Start of Records supplied
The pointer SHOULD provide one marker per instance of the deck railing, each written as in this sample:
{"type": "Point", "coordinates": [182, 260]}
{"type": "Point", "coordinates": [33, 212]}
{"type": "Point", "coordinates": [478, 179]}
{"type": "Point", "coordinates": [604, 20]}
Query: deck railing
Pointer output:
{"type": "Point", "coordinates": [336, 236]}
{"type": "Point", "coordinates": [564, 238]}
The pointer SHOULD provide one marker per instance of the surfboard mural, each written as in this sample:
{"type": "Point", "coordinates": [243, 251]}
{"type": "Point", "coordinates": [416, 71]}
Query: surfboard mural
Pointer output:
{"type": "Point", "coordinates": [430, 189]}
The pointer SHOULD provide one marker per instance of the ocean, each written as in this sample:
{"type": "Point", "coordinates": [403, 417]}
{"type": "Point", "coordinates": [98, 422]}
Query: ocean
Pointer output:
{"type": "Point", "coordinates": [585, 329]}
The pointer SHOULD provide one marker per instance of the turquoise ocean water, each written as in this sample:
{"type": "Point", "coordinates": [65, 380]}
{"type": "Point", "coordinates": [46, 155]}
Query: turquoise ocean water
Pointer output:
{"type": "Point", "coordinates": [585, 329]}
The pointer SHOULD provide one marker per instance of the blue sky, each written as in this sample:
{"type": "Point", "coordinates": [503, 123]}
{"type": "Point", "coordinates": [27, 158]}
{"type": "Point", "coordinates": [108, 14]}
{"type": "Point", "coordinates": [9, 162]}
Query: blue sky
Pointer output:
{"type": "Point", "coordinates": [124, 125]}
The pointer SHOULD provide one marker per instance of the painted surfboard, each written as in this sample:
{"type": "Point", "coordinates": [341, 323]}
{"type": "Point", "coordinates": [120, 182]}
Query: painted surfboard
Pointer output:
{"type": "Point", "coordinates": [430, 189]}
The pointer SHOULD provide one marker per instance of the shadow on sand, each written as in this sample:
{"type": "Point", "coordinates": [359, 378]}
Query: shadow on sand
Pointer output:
End of Records supplied
Down to the last line, reproduce the entries above precisely.

Exercise solution:
The pointer SHOULD provide one marker per instance of the deck railing, each written as in this sample:
{"type": "Point", "coordinates": [182, 260]}
{"type": "Point", "coordinates": [33, 212]}
{"type": "Point", "coordinates": [478, 179]}
{"type": "Point", "coordinates": [604, 20]}
Query: deck railing
Pointer output:
{"type": "Point", "coordinates": [336, 236]}
{"type": "Point", "coordinates": [564, 238]}
The pointer SHOULD provide one marker per instance of the surfboard mural, each written as in this sample:
{"type": "Point", "coordinates": [243, 251]}
{"type": "Point", "coordinates": [416, 71]}
Query: surfboard mural
Pointer output:
{"type": "Point", "coordinates": [430, 189]}
The pointer SHOULD provide one marker per instance of the ocean, each written as in this sample:
{"type": "Point", "coordinates": [403, 417]}
{"type": "Point", "coordinates": [98, 422]}
Query: ocean
Pointer output:
{"type": "Point", "coordinates": [585, 329]}
The pointer SHOULD provide one marker per instance of the turquoise ocean water, each written as in this sample:
{"type": "Point", "coordinates": [65, 380]}
{"type": "Point", "coordinates": [46, 155]}
Query: turquoise ocean water
Pointer output:
{"type": "Point", "coordinates": [585, 329]}
The pointer SHOULD provide one marker per instance of the blue sky, each written as in this sample:
{"type": "Point", "coordinates": [503, 123]}
{"type": "Point", "coordinates": [27, 158]}
{"type": "Point", "coordinates": [108, 14]}
{"type": "Point", "coordinates": [9, 162]}
Query: blue sky
Pointer output:
{"type": "Point", "coordinates": [124, 125]}
The pointer SHOULD provide one marker per instance of the painted surfboard, each written as in this sample:
{"type": "Point", "coordinates": [341, 323]}
{"type": "Point", "coordinates": [120, 182]}
Query: painted surfboard
Pointer output:
{"type": "Point", "coordinates": [430, 189]}
The pointer SHOULD provide one marker per instance of the shadow on sand, each written as in this sample:
{"type": "Point", "coordinates": [359, 378]}
Query: shadow on sand
Pointer output:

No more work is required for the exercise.